CharonY Posted February 11, 2012 Posted February 11, 2012 Also, education is learning to become educatable.
ajb Posted February 11, 2012 Posted February 11, 2012 Things here in the UK are no better. Take a look at this. Encyclopaedia Britannica did a survey exposing many of the misconceptions people have. Th Institute of Physics also mentions this via their magazine Physics World.
DrRocket Posted February 11, 2012 Posted February 11, 2012 (edited) Things here in the UK are no better. Take a look at this. Encyclopaedia Britannica did a survey exposing many of the misconceptions people have. Th Institute of Physics also mentions this via their magazine Physics World. "Only one in 20 people was aware that humans use all of their brain capacity,..." Scary, isn't it ? What is scary is that what we often see here is allegedly 100% of the poster's capacity. Now I understand the search for extraterrestrial intelligence. There just has to be intelligent life somewhere. I think I'll call my Labrador retriever. Edited February 11, 2012 by DrRocket
Jiggerj Posted February 12, 2012 Posted February 12, 2012 "Only one in 20 people was aware that humans use all of their brain capacity,..." Scary, isn't it ? I don't personally know anyone aware of this, to the point where I've had to double-check to make sure we use 100%. When we have so many people claiming something that is incorrect it can put the truth in jeopardy. I would've guessed it to be one in 50,000 (ballpark). Even now I don't like talking about my shoulder injury because people will think I'm an idiot for calling it a torn rotator cuff (which is correct). Everyone I know calls it a rotator CUP. Also, education is learning to become educatable. THAT should be a class in and of itself. Telling kids that 'Reading is fundamental' is fine, but it doesn't teach them how to absorb as much as they possibly can from what they're reading.
DrRocket Posted February 12, 2012 Posted February 12, 2012 THAT should be a class in and of itself. Telling kids that 'Reading is fundamental' is fine, but it doesn't teach them how to absorb as much as they possibly can from what they're reading. The primary ingredient is curiousity, and I doubt that curiousity can be taught.

**GIVEN INFORMATION:**
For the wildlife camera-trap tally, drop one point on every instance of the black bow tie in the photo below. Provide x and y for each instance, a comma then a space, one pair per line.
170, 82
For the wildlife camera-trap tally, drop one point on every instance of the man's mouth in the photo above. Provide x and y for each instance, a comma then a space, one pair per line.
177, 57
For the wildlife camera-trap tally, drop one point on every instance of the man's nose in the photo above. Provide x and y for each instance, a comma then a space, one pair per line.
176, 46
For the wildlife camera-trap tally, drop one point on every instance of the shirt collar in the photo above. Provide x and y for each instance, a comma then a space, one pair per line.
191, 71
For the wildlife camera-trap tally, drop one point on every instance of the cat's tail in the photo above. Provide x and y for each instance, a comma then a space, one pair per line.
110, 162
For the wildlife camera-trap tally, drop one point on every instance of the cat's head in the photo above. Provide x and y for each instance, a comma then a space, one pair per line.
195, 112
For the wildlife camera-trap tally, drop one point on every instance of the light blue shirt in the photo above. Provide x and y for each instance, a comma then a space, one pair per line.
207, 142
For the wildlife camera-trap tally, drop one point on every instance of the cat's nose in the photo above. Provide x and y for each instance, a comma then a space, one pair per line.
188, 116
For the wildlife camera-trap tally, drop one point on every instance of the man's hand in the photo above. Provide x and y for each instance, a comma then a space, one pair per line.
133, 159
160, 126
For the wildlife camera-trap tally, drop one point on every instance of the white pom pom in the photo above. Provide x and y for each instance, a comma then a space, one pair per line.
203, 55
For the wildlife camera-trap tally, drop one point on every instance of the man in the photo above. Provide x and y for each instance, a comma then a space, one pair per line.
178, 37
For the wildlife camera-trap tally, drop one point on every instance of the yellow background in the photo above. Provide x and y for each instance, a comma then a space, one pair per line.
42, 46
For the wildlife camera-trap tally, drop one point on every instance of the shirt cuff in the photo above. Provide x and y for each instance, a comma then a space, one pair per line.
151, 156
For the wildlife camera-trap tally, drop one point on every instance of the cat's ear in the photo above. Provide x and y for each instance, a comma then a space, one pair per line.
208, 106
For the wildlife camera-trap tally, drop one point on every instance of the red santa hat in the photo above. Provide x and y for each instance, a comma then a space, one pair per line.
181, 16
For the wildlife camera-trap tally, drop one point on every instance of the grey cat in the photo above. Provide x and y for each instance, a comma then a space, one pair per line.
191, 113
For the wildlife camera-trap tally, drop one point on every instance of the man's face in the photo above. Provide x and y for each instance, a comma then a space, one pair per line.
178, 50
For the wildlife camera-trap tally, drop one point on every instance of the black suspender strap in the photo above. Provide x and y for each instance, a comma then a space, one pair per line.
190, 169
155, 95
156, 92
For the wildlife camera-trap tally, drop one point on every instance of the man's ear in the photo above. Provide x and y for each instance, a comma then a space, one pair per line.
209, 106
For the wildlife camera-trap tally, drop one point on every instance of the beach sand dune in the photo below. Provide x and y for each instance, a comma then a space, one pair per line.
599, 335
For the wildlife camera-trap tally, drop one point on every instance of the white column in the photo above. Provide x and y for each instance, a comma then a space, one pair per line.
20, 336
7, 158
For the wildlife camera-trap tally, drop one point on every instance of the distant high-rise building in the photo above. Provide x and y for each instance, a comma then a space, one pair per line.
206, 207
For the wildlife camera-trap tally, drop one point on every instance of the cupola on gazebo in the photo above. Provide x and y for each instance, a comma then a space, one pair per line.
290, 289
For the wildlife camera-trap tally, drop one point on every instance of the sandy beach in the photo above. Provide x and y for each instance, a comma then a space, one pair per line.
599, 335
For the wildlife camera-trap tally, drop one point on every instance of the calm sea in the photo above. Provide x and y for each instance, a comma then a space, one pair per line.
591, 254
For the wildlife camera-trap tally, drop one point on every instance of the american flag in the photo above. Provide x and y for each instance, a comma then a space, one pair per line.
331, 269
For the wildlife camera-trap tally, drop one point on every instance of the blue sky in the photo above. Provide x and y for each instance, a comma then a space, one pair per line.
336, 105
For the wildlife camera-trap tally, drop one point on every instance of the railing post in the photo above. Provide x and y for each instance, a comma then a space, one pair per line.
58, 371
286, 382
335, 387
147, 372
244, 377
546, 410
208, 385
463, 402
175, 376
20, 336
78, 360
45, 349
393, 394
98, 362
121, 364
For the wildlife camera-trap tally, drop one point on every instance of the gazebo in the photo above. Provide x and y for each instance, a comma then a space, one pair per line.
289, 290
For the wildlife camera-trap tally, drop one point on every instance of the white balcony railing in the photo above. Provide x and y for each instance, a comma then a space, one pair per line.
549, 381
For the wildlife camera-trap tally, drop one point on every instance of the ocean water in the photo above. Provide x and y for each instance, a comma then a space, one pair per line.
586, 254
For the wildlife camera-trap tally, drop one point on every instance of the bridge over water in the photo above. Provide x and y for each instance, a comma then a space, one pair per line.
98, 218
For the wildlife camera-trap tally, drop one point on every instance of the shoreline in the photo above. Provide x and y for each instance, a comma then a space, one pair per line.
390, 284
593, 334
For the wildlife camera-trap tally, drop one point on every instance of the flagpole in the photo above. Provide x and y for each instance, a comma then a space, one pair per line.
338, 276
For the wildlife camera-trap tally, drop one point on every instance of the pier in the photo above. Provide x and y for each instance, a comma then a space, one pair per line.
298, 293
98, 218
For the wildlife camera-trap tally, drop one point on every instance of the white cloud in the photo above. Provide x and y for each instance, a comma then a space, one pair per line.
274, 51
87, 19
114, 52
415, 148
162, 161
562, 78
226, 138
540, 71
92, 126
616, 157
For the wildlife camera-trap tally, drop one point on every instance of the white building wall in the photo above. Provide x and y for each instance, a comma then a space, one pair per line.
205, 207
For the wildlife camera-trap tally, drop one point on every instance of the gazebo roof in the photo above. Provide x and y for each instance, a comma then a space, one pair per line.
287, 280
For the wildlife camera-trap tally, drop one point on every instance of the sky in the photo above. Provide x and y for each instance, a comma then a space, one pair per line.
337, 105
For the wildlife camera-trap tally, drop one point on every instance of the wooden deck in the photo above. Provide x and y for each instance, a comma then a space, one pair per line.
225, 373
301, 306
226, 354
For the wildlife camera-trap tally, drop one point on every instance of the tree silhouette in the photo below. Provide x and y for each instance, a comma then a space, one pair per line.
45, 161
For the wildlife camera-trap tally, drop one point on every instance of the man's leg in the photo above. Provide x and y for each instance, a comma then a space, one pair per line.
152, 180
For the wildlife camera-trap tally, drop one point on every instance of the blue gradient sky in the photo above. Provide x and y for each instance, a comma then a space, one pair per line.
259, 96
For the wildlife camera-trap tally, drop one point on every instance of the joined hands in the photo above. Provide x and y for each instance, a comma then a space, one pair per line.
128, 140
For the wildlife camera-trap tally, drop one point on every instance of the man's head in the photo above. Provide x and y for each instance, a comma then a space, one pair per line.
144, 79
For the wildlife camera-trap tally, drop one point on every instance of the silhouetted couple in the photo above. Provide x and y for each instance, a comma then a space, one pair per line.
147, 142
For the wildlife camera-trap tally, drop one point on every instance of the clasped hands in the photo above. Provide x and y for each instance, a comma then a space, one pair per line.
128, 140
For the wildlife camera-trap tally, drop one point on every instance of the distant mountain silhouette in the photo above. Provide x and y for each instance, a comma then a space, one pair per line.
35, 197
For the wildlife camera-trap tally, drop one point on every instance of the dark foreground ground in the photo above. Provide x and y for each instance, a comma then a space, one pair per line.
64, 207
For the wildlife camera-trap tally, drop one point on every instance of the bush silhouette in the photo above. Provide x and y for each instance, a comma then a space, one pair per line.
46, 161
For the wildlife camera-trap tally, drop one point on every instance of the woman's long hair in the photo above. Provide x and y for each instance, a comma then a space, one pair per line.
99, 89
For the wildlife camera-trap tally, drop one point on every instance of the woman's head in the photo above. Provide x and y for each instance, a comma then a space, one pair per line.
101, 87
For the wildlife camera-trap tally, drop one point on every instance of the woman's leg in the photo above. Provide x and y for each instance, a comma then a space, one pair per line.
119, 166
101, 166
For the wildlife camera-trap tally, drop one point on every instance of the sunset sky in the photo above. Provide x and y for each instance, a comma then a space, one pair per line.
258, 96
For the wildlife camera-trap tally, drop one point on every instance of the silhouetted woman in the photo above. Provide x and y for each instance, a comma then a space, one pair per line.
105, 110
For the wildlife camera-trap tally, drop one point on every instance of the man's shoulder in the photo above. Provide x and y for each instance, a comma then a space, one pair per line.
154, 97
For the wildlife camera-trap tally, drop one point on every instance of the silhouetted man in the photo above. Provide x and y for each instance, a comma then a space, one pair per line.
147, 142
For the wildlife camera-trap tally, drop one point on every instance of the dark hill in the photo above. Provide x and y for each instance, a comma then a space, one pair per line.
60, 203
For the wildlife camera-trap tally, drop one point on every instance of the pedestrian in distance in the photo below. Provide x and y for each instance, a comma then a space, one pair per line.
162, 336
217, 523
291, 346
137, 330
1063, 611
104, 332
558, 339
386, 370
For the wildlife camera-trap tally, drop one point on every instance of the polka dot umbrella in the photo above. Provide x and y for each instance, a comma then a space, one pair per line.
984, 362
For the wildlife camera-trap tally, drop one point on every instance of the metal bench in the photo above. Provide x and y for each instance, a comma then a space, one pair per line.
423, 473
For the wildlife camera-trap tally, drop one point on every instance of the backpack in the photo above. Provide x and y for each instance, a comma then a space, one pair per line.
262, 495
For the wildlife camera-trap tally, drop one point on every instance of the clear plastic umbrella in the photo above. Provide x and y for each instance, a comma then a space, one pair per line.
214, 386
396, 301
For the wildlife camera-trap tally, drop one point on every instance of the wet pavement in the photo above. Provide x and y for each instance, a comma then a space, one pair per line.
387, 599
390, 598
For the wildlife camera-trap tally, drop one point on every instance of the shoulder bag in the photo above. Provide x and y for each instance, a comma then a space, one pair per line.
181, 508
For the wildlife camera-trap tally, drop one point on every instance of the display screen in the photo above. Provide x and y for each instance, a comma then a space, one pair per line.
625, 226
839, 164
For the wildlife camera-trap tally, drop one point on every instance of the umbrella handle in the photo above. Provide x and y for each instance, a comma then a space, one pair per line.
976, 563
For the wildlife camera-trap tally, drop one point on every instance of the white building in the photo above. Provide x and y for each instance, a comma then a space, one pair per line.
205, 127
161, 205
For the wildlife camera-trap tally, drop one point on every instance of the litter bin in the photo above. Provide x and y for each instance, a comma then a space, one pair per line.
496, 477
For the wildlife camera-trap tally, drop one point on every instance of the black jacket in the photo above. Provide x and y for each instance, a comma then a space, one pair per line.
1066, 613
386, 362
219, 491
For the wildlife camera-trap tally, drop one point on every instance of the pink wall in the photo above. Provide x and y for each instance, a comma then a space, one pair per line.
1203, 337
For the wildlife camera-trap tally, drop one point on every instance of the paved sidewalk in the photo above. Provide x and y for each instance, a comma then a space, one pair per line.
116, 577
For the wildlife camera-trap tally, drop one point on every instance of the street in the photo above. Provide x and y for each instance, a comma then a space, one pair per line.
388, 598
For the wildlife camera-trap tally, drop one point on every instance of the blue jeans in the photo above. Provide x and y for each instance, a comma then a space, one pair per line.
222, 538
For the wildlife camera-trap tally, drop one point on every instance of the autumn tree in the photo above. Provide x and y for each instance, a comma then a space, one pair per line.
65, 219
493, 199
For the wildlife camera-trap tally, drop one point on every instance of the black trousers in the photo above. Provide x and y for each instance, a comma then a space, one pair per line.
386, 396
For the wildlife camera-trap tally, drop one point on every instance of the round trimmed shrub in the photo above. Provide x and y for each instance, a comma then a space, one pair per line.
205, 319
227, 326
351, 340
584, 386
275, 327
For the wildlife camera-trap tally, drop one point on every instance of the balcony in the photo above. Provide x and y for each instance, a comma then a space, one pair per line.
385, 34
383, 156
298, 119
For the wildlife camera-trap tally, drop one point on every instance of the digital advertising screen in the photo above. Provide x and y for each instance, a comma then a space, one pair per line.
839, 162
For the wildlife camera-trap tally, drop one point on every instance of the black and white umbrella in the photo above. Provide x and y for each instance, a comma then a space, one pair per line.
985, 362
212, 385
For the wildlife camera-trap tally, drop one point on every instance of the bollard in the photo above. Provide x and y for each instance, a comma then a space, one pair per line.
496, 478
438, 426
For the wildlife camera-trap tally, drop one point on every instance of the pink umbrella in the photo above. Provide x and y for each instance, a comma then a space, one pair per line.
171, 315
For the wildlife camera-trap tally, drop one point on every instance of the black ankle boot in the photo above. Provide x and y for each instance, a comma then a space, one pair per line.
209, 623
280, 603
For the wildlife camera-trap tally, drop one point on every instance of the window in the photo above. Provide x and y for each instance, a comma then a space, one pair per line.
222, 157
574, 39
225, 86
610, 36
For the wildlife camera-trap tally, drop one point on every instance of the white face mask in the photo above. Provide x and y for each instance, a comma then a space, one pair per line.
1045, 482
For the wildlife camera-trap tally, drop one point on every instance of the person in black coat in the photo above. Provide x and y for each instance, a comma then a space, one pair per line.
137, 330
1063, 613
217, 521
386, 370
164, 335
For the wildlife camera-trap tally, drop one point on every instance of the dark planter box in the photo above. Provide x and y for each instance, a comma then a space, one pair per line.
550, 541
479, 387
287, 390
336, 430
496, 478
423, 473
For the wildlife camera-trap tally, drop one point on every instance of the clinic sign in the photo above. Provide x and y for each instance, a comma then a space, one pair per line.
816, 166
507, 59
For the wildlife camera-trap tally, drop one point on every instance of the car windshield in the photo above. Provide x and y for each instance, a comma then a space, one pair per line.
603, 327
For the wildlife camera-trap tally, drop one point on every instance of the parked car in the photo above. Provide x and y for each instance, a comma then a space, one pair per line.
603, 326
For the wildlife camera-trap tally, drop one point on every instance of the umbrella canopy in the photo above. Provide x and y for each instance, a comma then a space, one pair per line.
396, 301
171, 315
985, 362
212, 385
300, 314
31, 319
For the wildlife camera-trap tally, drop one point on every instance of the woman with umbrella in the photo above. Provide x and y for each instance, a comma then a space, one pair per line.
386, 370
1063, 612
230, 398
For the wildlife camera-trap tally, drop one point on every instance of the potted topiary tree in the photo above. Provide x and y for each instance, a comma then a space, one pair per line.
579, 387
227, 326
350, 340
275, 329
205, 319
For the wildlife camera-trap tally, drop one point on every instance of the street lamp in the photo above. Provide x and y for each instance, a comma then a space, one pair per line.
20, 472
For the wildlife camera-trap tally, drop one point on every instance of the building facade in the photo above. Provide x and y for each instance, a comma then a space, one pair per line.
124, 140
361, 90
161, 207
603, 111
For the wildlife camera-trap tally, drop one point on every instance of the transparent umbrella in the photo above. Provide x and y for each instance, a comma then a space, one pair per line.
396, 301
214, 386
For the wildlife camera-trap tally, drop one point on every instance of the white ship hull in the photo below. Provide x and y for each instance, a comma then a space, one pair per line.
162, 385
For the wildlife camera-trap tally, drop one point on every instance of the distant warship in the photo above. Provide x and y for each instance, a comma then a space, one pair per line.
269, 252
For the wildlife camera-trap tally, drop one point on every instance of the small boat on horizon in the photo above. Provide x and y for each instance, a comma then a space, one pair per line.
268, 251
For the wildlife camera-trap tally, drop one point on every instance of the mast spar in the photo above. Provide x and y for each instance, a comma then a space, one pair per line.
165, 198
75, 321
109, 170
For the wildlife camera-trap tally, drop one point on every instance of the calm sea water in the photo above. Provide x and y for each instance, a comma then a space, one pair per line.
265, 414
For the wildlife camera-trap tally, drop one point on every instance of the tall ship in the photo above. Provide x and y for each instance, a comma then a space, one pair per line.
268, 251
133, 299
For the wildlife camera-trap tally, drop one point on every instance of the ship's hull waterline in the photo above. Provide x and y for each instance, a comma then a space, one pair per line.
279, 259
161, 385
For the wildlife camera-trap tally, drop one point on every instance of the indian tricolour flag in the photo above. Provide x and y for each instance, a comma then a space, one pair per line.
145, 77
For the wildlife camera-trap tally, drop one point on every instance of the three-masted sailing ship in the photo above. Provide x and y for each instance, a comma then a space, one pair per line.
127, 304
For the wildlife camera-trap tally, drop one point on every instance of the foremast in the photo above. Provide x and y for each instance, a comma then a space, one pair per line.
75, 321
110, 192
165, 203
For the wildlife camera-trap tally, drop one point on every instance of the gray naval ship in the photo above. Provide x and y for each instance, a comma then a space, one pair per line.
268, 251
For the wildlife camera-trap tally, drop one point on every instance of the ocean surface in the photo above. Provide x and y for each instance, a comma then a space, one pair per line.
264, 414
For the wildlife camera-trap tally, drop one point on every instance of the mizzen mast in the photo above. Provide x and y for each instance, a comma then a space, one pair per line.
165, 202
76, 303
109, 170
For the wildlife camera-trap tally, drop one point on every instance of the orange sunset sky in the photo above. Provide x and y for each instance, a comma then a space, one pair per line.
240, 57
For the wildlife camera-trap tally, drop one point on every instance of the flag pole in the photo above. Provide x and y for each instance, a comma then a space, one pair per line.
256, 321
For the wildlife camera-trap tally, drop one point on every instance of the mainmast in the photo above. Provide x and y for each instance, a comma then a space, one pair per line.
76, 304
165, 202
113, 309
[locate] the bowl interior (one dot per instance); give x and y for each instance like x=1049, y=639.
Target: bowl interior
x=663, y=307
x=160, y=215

**GOALS:**
1. In the forum thread, what magazine does the Institute of Physics use to mention the survey?
2. For each statement, say whether it agrees with the forum thread, and quote the words that decide it.
(a) Jiggerj says that "torn rotator cuff" is the correct name for the shoulder injury.
(b) DrRocket says he will call his cat.
(c) Jiggerj would have guessed one in 50,000 people.
3. List every username that has a post in the forum thread.
The records are separate material.

**RESPONSES FOR EACH TASK:**
1. Physics World.

2.
(a) Yes: "calling it a torn rotator cuff (which is correct)"
(b) No: "I think I'll call my Labrador retriever."
(c) Yes: "I would've guessed it to be one in 50,000 (ballpark)."

3. CharonY, ajb, DrRocket, Jiggerj